[Start of Excerpted records]

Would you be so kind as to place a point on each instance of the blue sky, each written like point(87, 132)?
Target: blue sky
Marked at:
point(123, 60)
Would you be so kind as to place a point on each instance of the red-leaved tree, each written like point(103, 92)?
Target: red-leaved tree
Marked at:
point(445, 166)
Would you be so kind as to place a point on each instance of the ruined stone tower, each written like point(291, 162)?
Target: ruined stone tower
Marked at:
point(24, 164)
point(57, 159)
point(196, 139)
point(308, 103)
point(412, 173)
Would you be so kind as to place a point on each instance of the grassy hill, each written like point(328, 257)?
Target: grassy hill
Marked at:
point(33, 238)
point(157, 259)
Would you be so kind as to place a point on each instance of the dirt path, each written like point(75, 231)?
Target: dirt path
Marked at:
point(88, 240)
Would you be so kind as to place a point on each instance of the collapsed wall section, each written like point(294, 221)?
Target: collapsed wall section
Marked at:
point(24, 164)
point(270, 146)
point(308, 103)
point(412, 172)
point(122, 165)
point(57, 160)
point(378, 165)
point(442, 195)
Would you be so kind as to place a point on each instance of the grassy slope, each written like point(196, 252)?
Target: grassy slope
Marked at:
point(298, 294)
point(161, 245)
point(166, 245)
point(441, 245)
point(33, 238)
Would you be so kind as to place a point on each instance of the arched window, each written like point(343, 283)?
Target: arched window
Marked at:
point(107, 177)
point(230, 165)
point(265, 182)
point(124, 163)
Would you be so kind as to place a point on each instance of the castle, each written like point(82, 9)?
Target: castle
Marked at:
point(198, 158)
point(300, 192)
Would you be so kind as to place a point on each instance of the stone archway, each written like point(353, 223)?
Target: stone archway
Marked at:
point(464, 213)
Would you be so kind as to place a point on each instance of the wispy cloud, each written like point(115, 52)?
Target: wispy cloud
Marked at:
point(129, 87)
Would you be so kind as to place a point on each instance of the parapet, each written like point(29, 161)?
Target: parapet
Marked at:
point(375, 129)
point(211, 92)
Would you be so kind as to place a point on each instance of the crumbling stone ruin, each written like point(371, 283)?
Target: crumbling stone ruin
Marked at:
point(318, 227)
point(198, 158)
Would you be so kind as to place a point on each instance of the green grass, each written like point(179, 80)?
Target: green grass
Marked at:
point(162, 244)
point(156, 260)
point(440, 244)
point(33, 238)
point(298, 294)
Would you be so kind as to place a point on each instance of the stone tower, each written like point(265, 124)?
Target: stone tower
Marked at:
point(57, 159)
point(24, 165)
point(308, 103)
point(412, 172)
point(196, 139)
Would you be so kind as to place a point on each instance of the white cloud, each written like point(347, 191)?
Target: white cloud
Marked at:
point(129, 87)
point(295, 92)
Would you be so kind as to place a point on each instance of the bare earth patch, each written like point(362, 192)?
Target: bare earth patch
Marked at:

[End of Excerpted records]

Your task:
Reproduce verbatim every line of the material above, from the line containing "like point(371, 283)?" through the end of the material.

Answer to the problem:
Would you be so kind as to place a point on each instance of the crumbling stone ruin, each written like point(371, 283)?
Target: crumbling stone ruin
Marked at:
point(318, 227)
point(198, 158)
Would you be so kind as to place a point on each instance of the green grass, each written like point(179, 80)?
Target: green grass
Marked at:
point(162, 244)
point(156, 260)
point(440, 244)
point(33, 238)
point(298, 294)
Would you be so kind as to place a point on each instance of the stone tower, each written like point(265, 124)?
Target: stone tower
Marked at:
point(57, 159)
point(24, 165)
point(308, 103)
point(412, 172)
point(196, 139)
Would you be so kind as to place a point on each instance of the white cloud, each written like point(347, 191)?
Target: white cloud
Marked at:
point(129, 87)
point(295, 92)
Would you be so kind as to place a point on each instance of the bare earth patch, each written like point(362, 192)?
Target: bare earth patch
Marked at:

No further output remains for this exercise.